Start Text excerpt

- Born: Kup Rural LLG, Chimbu Province, Papua New Guinea (PNG)
- Occupations: Human rights and peace worker
- Known for: Opposition to tribal wars

= Mary Kini =

Human rights and peace activist from Papua New Guinea

Mary Kini is a human rights and peace activist in Papua New Guinea (PNG). She is a co-founder and the coordinator of Kup Women for Peace, an organization of women dedicated to addressing the problem of tribal fights in the Kup area of PNG.

End Text excerpt
Start Data excerpts

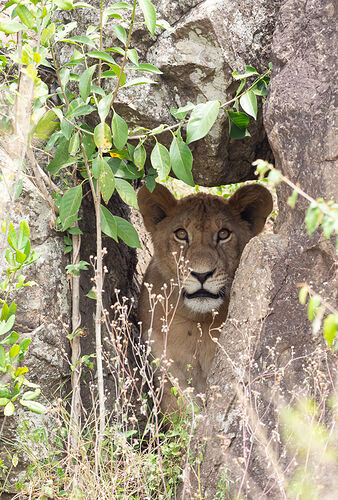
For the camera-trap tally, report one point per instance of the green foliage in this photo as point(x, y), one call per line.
point(13, 350)
point(88, 147)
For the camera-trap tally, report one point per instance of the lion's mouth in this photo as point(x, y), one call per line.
point(202, 293)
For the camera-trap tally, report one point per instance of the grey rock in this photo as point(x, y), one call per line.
point(267, 330)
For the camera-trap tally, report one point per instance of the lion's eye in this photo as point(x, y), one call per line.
point(181, 234)
point(223, 234)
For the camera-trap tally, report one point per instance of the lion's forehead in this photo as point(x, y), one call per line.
point(203, 218)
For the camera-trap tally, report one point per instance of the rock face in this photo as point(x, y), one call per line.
point(208, 42)
point(268, 357)
point(43, 312)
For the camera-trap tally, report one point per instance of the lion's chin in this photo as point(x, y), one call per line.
point(203, 305)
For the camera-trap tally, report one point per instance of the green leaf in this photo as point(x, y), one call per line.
point(85, 82)
point(160, 160)
point(149, 15)
point(33, 406)
point(5, 326)
point(314, 303)
point(46, 125)
point(292, 199)
point(83, 109)
point(239, 119)
point(24, 234)
point(120, 33)
point(138, 81)
point(248, 101)
point(107, 182)
point(115, 72)
point(79, 40)
point(9, 409)
point(181, 113)
point(139, 156)
point(11, 238)
point(181, 160)
point(25, 16)
point(24, 344)
point(104, 107)
point(108, 223)
point(14, 351)
point(69, 206)
point(249, 71)
point(147, 67)
point(120, 131)
point(2, 358)
point(238, 123)
point(127, 233)
point(97, 54)
point(20, 257)
point(4, 312)
point(133, 56)
point(150, 182)
point(30, 395)
point(75, 230)
point(330, 326)
point(91, 294)
point(126, 192)
point(74, 144)
point(67, 129)
point(10, 27)
point(64, 4)
point(61, 157)
point(303, 294)
point(97, 167)
point(102, 136)
point(201, 120)
point(5, 393)
point(10, 339)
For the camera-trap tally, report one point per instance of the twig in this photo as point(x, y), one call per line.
point(75, 413)
point(40, 181)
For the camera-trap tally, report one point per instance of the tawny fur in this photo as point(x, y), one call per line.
point(188, 342)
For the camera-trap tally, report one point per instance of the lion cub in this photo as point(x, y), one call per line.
point(210, 232)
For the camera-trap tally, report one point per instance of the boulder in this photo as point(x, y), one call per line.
point(269, 358)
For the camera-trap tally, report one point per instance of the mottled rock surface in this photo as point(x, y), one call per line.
point(208, 41)
point(43, 312)
point(268, 355)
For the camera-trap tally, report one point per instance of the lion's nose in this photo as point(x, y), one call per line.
point(202, 277)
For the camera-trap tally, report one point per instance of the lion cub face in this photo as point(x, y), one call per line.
point(210, 232)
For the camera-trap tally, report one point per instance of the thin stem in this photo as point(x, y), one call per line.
point(101, 45)
point(99, 286)
point(58, 76)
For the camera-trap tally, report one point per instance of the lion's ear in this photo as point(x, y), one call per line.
point(253, 203)
point(155, 206)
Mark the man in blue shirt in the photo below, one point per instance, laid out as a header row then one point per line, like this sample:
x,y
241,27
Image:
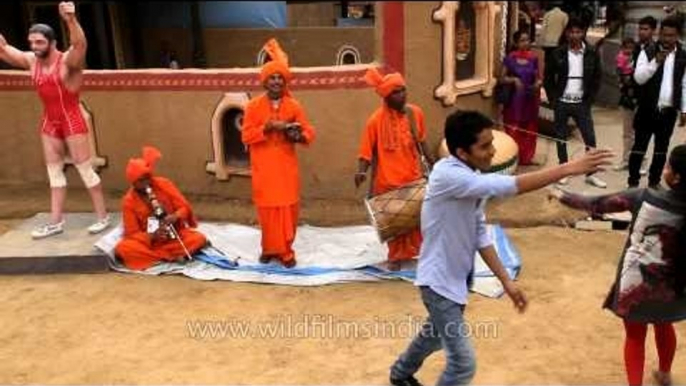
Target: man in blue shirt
x,y
454,229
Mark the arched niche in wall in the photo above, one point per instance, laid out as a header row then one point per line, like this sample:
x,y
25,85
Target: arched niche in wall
x,y
98,161
468,64
348,55
230,155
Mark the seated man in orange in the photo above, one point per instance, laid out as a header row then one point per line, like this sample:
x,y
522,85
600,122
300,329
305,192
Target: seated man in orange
x,y
273,124
389,143
149,208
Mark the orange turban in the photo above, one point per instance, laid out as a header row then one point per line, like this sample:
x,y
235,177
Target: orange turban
x,y
384,84
278,63
138,167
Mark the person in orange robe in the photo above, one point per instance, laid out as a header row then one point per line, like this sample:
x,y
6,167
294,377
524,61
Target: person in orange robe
x,y
388,138
139,249
273,124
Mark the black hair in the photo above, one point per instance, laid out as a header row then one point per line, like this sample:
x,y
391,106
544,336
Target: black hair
x,y
44,30
576,22
627,42
649,21
518,35
462,129
672,22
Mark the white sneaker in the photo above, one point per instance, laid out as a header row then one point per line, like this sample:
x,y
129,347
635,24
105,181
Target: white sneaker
x,y
595,181
620,167
100,226
47,230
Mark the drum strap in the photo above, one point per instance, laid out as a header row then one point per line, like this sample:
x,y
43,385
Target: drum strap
x,y
423,164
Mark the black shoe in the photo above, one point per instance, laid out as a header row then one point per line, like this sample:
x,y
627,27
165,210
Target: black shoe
x,y
409,381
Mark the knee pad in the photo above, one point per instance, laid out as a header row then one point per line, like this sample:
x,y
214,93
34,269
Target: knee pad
x,y
88,175
56,175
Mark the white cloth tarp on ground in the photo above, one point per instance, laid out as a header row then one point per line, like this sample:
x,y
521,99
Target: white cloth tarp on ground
x,y
325,256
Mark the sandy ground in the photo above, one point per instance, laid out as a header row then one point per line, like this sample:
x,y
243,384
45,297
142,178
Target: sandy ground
x,y
122,329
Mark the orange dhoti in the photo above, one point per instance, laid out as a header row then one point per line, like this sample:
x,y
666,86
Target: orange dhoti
x,y
279,225
138,253
405,247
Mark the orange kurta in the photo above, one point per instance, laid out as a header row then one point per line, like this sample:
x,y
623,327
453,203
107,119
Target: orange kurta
x,y
388,135
136,249
275,175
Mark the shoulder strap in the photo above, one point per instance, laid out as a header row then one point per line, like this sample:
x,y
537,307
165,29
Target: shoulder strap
x,y
413,129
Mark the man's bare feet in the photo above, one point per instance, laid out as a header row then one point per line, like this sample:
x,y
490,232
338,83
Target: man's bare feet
x,y
661,378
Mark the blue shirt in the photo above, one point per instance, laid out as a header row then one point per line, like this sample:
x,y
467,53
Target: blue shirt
x,y
454,225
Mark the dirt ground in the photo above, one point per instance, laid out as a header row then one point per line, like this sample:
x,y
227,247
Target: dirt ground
x,y
126,329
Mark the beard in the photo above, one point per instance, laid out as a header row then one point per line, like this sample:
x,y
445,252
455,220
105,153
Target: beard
x,y
41,54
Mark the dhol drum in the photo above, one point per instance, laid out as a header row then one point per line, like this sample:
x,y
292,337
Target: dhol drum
x,y
506,155
397,211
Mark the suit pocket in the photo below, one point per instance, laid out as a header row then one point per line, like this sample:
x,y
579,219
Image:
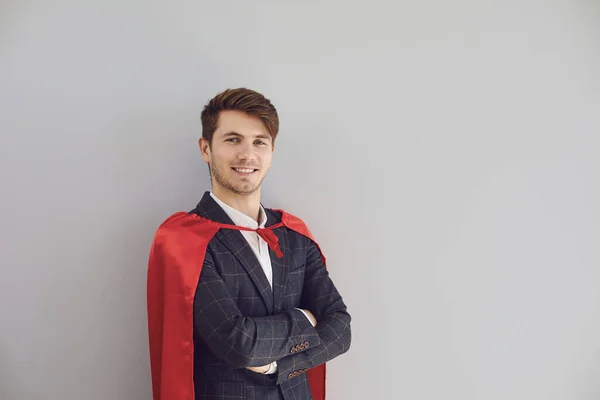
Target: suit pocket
x,y
219,390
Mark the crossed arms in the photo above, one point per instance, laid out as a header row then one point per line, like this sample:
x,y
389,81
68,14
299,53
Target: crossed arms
x,y
287,337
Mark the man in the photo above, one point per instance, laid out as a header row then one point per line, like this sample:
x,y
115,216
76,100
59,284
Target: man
x,y
249,284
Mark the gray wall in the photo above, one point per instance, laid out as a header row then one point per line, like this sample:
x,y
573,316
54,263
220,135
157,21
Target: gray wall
x,y
445,154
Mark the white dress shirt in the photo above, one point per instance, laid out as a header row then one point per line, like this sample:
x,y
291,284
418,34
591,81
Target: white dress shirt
x,y
257,244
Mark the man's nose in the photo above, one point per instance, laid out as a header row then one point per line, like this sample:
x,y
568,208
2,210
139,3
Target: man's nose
x,y
245,151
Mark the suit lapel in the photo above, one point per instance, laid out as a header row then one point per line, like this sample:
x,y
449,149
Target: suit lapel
x,y
238,246
280,265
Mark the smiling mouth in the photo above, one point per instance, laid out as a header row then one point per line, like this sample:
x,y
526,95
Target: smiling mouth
x,y
244,170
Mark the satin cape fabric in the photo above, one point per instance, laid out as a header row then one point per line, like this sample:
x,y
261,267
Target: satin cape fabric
x,y
174,266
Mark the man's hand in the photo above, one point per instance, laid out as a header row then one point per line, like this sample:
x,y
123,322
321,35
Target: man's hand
x,y
260,370
311,317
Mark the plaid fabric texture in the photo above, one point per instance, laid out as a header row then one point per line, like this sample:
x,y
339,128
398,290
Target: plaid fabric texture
x,y
240,322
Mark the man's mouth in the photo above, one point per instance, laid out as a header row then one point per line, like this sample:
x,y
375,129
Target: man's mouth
x,y
244,170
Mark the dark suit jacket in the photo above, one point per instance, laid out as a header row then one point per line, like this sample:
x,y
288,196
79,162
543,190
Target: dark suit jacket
x,y
240,322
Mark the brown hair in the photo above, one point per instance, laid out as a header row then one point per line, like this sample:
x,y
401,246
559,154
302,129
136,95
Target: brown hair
x,y
241,99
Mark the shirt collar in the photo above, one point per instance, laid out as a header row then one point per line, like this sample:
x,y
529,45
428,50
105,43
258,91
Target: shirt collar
x,y
239,218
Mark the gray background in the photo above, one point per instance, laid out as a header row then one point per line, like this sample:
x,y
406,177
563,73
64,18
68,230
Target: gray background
x,y
445,154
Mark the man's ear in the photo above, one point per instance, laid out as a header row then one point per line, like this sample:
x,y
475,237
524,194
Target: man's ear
x,y
204,146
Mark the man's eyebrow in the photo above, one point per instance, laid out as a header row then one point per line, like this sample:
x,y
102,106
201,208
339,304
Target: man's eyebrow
x,y
259,136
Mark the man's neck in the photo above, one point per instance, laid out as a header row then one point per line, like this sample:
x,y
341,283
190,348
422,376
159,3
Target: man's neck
x,y
246,204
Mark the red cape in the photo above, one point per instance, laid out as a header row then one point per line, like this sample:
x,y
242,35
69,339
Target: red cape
x,y
174,266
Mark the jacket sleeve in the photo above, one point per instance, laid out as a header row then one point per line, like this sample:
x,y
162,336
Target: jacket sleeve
x,y
240,340
321,297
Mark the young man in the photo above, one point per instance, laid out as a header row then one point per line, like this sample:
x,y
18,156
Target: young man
x,y
240,302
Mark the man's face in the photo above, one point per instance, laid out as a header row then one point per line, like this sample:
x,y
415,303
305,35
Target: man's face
x,y
240,153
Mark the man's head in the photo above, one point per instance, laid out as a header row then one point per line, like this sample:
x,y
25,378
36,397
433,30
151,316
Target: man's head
x,y
239,127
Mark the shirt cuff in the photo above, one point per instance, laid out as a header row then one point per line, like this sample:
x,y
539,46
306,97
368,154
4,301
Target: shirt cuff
x,y
272,368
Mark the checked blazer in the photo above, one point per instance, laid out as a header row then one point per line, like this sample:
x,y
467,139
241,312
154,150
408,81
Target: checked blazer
x,y
239,321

End Data excerpts

Exercises to complete:
1. Answer these questions from the Mary Kini profile.
(a) In which province was Mary Kini born?
(b) What is Mary Kini known for?
(c) What role does she hold in Kup Women for Peace besides co-founder?
2. Carry on the profile of Mary Kini, starting after its final sentence.
The data was drawn from a separate source.

Responses in order:
1.
(a) Chimbu Province, Papua New Guinea
(b) Her opposition to tribal wars
(c) Coordinator

2.
==Early life==
Kini was born in the Kup Rural Local Level Government area in the Kerowagi District of Simbu Province in PNG. Kup has 18,000 people and 12 tribal clans. She was adopted by one of her father's brothers and his wife, who were childless. During a tribal fight in the area, her adopted father was killed. Her adopted mother was subsequently accused of being responsible for his death and left the area to avoid being killed by her own tribe. The buildings, land and coffee plantings of the family were then seized. Subsequently, her natural father also died in a tribal fight. One of the few girls in the area to go to school, Kini later tried to study agriculture, but the complete breakdown in law and order in the area meant that she was unable to complete her studies. In 1999, she and her children had to make a rapid escape after another tribal fight broke out, this time with guns being used, when previously the weapons had been limited to bows and arrows.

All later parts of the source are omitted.